DIRECTIONS: Copy the Winnapaug Pond article between "On Monday, the" and "have been fruitless.", inclusive, substituting "contribution" for every "match".

DOCUMENT SEGMENT:
-*-
WESTERLY — The Town Council is looking for what one member calls "ironclad" assurance that a proposed expenditure of about $1 million will unlock about $5.2 million in federal funds for two projects aimed at improving water quality and habitats in Winnapaug Pond.
On Monday, the council will consider spending the $1 million needed as a non-federal match for a $2.7 million U.S. Army Corps of Engineers eel grass restoration project that calls for dredging a portion of the pond to remove an estimated 75,000 cubic yards of sediment.
The same expenditure of town funds would be used as a match for a $2.4 million U.S. Department of Agriculture Natural Resources Conservation Services demonstration project aimed at reducing nutrient loads that have a detrimental effect on the pond.
Town officials say efforts to find money for the match at the state level have been fruitless.
The council previously approved spending $119,000 of town funds to be used toward design of the dredging project.
Councilor Caswell Cooke Jr., during a council meeting on Wednesday, noted the town has been trying to initiate a major dredge project at the pond for decades. A dredge of the pond in 2018 was limited to a small area because of permitting problems the town encountered. Last summer the pond was closed for a few days in late July because of high bacteria counts. Parts of the Misquamicut beaches were also closed and some businesses were forced to close. The health of the pond plays a critical role in the town's tourism economy, Cooke said.
"If we don't dredge, we're sealing our fate down at the beach," Cooke said.
Councilor Brian McCuin said he was worried the town would spend money on the project only to find the federal funds were no longer available. He noted the extraordinary financial stimulus package approved by Congress in response to the COVID-19 pandemic and questioned whether federal funds would be made available for projects such as the proposed dredge of the pond.
Town Manager J. Mark Rooney said he hoped to provide the council with written confirmation of funding availability from the U.S. Army Corps and U.S. Sen. Sheldon Whitehouse's office for the Town Council on Monday. Additionally, Rooney confirmed that town funds would not be expended unless it was clear the dredge project was going to occur and that federal funds were available.
Rooney has proposed borrowing funds for the non-federal match from the state Infrastructure Bank. The town could pay the funds back over 10 years, according to his proposed 2020-21 budget.
Residents and environmental groups are calling on the council to approve the funding.
Jeff Gardner, who leases a 3-acre section of the pond for his Watch Hill Oyster company, said the dredge would improve the pond and have a positive ripple effect.
"It will tremendously improve the health of the pond which would improve tourism," Gardner said.
Gina Fuller, a resident and district manager of the Southern Rhode Island Conservation District, said the dredge would help "restore vital aquatic habitats." The pond, she said, contributes to the state's economy and provides food security.
The district partnered with the town and several state agencies in applying for U.S. Department of Agriculture Natural Resources Conservation Services grant for the watershed project.
The watershed initiative would involve working with landowners to build partnerships and install conservation practices to reduce nutrient loads from entering the pond and affecting oxygen levels and causing other problems in the pond.
-*-
ENTRIES SUPPLIED:
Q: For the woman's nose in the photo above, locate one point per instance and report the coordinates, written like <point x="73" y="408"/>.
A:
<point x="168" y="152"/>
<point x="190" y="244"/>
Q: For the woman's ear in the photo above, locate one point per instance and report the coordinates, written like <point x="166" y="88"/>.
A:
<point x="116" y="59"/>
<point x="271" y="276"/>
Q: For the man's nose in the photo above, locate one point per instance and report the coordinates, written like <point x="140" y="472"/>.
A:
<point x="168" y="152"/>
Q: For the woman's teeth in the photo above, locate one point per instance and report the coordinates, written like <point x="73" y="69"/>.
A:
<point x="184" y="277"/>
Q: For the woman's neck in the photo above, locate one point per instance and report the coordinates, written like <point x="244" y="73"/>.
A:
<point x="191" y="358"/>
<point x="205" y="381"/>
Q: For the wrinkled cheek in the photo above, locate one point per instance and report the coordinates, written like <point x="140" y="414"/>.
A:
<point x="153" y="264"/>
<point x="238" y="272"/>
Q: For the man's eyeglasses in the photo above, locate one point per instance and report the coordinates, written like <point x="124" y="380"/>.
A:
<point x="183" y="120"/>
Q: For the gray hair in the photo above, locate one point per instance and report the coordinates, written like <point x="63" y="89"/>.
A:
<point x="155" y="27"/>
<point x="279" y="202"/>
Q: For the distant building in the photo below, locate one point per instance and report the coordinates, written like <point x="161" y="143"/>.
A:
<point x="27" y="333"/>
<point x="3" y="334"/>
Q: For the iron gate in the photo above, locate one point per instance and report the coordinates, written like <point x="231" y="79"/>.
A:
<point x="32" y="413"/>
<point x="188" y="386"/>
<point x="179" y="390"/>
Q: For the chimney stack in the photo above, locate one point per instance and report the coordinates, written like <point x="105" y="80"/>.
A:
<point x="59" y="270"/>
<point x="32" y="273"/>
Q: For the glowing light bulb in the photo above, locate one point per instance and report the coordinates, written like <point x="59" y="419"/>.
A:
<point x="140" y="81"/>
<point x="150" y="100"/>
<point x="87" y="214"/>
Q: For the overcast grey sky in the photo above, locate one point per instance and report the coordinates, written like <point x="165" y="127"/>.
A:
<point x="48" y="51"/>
-*-
EXPECTED ANSWER:
On Monday, the council will consider spending the $1 million needed as a non-federal contribution for a $2.7 million U.S. Army Corps of Engineers eel grass restoration project that calls for dredging a portion of the pond to remove an estimated 75,000 cubic yards of sediment.
The same expenditure of town funds would be used as a contribution for a $2.4 million U.S. Department of Agriculture Natural Resources Conservation Services demonstration project aimed at reducing nutrient loads that have a detrimental effect on the pond.
Town officials say efforts to find money for the contribution at the state level have been fruitless.